Requirement: From the line containing "the tp monogram logo" down to the line containing "of the eyeglasses" in the records below, reproduce every line exactly, ends included, and omit all others.

Stored items:
**********
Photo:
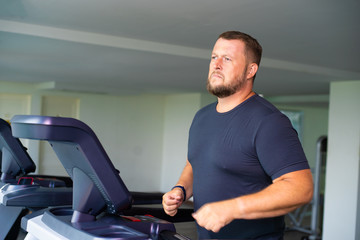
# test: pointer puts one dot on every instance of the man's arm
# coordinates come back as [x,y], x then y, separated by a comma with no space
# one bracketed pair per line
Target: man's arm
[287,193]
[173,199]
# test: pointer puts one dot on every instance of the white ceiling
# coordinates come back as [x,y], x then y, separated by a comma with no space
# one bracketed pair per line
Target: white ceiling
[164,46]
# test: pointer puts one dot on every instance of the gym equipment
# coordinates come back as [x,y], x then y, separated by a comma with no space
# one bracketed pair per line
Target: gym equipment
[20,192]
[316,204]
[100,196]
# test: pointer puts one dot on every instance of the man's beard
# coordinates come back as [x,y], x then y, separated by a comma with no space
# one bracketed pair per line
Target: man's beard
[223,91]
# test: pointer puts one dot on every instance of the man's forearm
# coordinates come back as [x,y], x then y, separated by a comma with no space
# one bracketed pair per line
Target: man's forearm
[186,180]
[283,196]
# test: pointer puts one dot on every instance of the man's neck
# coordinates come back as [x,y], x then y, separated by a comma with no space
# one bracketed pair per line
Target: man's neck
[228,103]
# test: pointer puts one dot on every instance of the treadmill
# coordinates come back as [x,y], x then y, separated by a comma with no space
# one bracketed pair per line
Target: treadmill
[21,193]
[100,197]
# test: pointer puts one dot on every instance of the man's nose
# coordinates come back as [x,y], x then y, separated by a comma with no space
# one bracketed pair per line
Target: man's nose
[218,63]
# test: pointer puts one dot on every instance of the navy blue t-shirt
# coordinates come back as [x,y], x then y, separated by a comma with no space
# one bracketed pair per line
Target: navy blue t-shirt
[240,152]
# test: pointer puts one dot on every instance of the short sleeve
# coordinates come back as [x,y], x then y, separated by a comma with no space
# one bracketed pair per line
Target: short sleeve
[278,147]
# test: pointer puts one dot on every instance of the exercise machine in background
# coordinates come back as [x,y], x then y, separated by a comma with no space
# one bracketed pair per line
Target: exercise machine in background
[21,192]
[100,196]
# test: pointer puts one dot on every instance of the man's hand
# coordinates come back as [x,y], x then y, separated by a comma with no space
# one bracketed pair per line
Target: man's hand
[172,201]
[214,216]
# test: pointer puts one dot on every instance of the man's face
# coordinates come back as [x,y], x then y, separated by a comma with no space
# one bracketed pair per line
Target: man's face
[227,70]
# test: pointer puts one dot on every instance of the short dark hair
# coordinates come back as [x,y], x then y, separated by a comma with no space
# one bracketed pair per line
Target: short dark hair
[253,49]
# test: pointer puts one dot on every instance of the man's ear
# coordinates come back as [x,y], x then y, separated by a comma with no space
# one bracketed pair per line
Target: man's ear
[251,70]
**********
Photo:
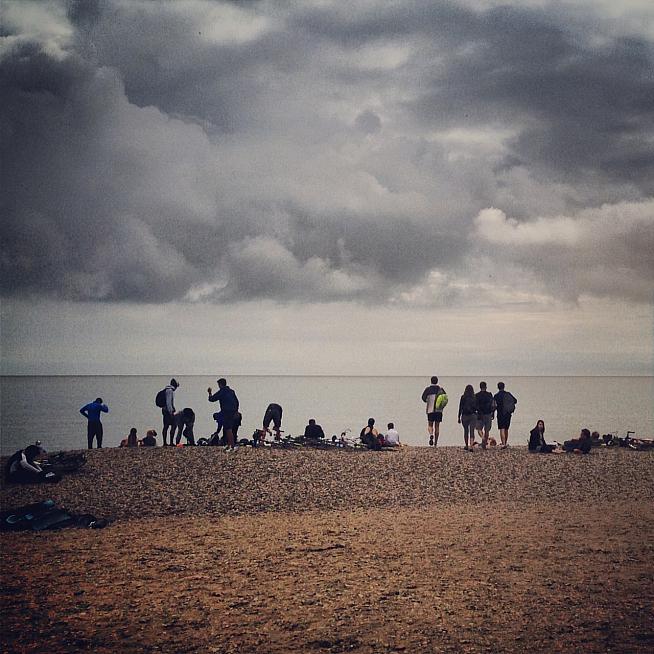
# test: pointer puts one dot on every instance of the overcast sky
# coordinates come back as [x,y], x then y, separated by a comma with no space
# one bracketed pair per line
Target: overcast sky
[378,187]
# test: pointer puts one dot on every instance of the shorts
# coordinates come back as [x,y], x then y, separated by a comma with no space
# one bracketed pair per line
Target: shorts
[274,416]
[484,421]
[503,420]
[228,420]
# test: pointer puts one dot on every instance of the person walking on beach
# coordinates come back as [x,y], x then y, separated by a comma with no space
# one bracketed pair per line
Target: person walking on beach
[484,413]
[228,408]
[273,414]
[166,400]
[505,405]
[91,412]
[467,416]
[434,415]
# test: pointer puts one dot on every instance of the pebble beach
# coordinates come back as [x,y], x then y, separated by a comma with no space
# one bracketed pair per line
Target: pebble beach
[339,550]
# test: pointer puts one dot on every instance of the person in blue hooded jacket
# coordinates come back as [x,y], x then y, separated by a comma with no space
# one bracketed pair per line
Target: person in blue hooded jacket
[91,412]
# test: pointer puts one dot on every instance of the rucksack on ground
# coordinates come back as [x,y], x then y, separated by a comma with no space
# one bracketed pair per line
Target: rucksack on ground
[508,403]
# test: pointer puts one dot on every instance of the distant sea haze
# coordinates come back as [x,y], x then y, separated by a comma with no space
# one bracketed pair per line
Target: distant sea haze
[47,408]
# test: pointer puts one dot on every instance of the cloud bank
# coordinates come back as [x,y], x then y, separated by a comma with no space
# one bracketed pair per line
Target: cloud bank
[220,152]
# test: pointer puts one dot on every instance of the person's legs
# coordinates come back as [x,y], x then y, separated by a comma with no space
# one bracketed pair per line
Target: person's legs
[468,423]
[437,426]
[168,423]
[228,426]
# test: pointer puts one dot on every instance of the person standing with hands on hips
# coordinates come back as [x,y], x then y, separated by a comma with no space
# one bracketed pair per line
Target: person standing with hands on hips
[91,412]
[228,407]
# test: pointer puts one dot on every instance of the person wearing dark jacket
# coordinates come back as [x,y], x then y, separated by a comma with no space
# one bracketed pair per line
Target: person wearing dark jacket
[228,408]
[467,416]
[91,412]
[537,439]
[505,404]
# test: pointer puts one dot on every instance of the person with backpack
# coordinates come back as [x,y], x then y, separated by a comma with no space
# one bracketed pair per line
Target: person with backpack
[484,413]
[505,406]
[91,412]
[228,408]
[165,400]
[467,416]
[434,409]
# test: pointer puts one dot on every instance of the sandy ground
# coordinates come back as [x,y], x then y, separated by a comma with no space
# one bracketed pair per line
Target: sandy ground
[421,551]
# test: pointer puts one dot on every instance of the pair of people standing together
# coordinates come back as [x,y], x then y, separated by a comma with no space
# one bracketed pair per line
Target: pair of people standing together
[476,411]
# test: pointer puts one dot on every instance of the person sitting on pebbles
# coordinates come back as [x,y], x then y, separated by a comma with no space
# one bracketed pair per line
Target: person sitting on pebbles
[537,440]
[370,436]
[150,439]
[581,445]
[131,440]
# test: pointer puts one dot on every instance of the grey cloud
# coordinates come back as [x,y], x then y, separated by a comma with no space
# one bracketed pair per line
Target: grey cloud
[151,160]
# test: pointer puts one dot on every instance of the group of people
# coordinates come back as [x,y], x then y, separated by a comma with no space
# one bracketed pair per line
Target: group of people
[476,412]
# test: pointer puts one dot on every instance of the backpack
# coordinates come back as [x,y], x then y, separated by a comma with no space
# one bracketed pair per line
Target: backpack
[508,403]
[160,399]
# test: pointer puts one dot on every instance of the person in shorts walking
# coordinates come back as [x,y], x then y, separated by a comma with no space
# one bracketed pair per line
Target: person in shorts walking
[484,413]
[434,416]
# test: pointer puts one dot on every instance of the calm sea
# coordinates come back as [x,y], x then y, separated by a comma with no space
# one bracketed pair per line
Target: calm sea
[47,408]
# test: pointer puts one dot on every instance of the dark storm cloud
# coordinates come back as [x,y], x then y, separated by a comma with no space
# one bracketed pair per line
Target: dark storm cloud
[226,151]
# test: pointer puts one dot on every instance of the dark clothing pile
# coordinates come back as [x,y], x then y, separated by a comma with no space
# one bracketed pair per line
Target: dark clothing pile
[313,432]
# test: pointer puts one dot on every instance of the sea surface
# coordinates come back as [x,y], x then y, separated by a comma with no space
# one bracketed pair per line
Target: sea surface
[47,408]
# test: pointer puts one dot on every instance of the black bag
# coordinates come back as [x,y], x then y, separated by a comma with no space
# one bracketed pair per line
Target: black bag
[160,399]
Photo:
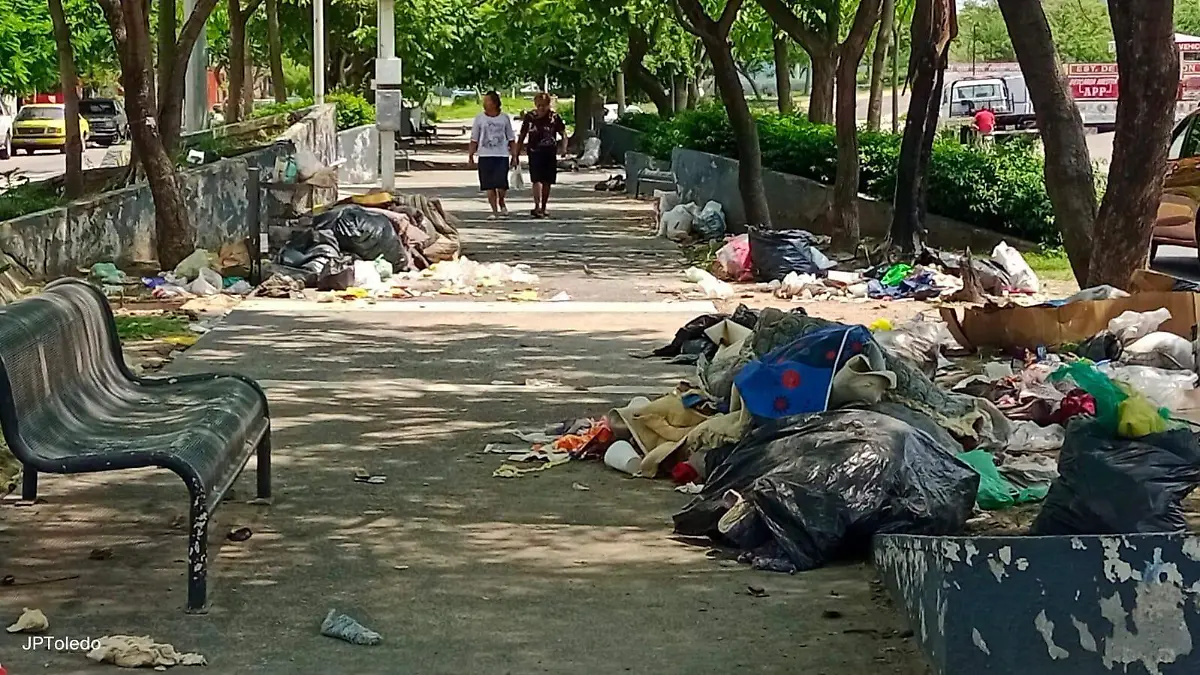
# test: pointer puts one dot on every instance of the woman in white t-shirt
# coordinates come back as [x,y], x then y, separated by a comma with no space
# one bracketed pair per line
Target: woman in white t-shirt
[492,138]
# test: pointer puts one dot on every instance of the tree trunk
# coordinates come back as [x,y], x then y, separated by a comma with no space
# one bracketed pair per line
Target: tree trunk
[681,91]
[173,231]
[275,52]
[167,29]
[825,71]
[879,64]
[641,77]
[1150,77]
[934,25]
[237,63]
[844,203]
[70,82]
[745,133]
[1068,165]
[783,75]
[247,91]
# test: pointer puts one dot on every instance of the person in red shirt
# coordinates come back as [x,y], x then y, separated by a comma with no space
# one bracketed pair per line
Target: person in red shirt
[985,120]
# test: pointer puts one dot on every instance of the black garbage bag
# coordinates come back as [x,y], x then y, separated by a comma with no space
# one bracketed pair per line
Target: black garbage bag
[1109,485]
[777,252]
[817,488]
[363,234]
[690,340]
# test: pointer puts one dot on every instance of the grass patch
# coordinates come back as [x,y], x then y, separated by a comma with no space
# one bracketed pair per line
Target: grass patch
**********
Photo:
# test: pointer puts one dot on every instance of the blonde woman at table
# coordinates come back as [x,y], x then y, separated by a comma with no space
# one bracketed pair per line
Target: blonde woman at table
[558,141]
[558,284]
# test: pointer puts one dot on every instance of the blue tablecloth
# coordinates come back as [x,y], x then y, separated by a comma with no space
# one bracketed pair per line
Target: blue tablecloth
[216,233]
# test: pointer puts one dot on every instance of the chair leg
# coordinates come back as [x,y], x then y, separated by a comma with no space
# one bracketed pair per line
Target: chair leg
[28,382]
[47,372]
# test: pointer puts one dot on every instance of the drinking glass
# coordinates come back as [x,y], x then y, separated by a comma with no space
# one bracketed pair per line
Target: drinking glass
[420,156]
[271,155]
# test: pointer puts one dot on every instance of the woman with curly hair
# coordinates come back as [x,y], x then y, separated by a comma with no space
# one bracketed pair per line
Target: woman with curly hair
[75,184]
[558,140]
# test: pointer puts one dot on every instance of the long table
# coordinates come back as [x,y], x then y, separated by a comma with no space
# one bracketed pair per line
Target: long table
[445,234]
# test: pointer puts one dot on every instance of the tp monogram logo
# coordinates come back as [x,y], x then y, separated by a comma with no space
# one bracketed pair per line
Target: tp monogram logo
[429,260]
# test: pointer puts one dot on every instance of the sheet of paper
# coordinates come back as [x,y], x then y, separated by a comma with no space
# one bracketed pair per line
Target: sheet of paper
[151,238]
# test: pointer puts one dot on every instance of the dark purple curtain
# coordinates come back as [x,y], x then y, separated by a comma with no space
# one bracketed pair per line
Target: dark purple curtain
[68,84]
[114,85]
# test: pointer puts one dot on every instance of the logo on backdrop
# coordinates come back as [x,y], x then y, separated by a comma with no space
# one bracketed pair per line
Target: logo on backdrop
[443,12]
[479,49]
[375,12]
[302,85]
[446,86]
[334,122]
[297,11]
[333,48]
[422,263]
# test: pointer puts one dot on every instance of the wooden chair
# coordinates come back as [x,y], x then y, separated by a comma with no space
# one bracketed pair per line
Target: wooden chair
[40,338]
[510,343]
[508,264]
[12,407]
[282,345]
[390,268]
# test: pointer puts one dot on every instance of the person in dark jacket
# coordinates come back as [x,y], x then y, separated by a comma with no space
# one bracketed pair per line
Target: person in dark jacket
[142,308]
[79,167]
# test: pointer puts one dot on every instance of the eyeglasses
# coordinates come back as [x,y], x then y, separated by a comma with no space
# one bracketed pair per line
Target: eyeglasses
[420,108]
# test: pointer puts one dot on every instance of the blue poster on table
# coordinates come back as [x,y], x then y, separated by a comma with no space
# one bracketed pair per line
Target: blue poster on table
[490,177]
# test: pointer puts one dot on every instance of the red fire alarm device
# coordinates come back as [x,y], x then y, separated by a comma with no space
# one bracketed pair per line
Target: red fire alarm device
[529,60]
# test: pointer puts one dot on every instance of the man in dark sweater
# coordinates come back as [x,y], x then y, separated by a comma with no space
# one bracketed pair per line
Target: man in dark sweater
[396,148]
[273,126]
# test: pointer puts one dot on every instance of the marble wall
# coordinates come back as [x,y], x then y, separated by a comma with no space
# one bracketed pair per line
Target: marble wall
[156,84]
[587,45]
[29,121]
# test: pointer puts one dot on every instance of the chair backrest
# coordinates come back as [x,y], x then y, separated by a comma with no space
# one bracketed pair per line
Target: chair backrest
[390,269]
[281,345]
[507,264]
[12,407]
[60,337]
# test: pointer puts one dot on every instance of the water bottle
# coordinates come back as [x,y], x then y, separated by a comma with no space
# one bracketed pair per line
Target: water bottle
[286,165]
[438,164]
**********
Problem solution:
# test: pointer puts one dot on every instance of the tp monogram logo
# coordinates come back as [x,y], x then y, separated by a comma with no space
# one bracketed pair per line
Target: tp monogram logo
[429,260]
# test: pointer puts one dot on every instance of the sheet of paper
# coordinates come back as [x,y], x then y, separated by a comma with no space
# one bracketed pair per line
Target: sheet of paper
[151,238]
# test: pointer puts one dot on every instance of the dark purple curtain
# coordinates come back as [x,y], x then y, separated by a comma with no space
# one bracketed pair per line
Target: dark purple curtain
[68,84]
[114,85]
# test: pointer puts one dot on every instance of the logo on backdrop
# coordinates come back as [x,y], x then y, separated by a comma with no space
# one bracketed pair per line
Target: logo on backdrop
[443,12]
[479,49]
[375,12]
[302,85]
[446,86]
[334,122]
[297,11]
[333,48]
[422,263]
# test: pointer puts one dot on every instance of the wooden chair
# coordinates come back as [x,y], x then y, separated by a comma with no space
# one bracketed pair per line
Target: wooden chair
[40,338]
[510,343]
[508,264]
[12,407]
[282,345]
[390,268]
# test: pointer puts one dot on every instance of the person in dark jacket
# coordinates come back as [x,y], x then y, separated by a comma with no space
# one bracketed pair per line
Target: person in dark jacket
[142,308]
[79,167]
# test: pointer puts one dot on every instance of the eyeglasses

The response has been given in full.